» **Extract to read**
Golf is a sport that is typically played with tee times.
Golfers will arrive for their tee time, and then they will tee off a few minutes apart from one another.
With a shotgun start in golf, there are no tee times.
If you have signed up for an event or a tournament and there is a shotgun start, you will need the information in this guide.
Let’s take a look at the golf shotgun start, what it is, and some tips for how to handle a shotgun start.
Having this information will help you feel as though you are better prepared for your next outing or event.
What Is A Shotgun Start In Golf?
A shotgun start in golf is when all players tee off at the same time on different holes.
If there is a 9:00 am shotgun start, all players will tee off at 9:00 am, and they will all start on holes one through eighteen.
Typically, in a shotgun start, there will be one or two groups at every hole of the golf course.
The shotgun start allows a large number of people to go out and start on the golf course at the same time.
This ends up ensuring that everyone can finish at the same time as well.
There are some differences in playing in a shotgun that should be considered, and they may help you to score better and to have a better round.
A shotgun start in golf is not going to be challenging to figure out, but you should at least understand the process.

» **Collected data**
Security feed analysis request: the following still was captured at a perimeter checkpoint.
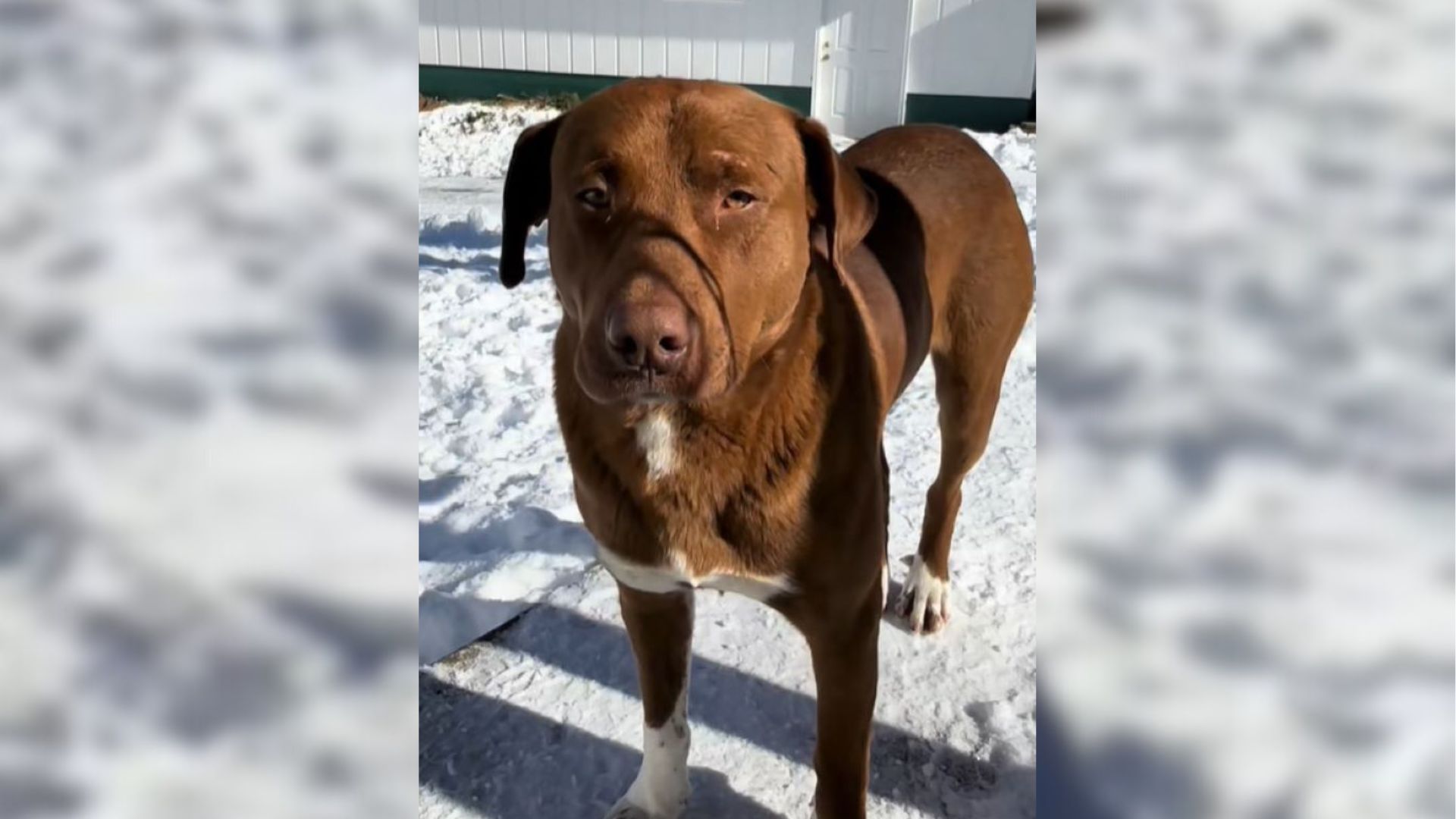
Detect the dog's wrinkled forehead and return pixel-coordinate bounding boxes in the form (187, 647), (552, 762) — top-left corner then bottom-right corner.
(552, 80), (802, 189)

» **What is needed**
According to the text on shotgun starts in golf, what happens when a round uses a shotgun start? This material was drawn from a separate source.

» **Answer to this exercise**
All players tee off at the same time on different holes.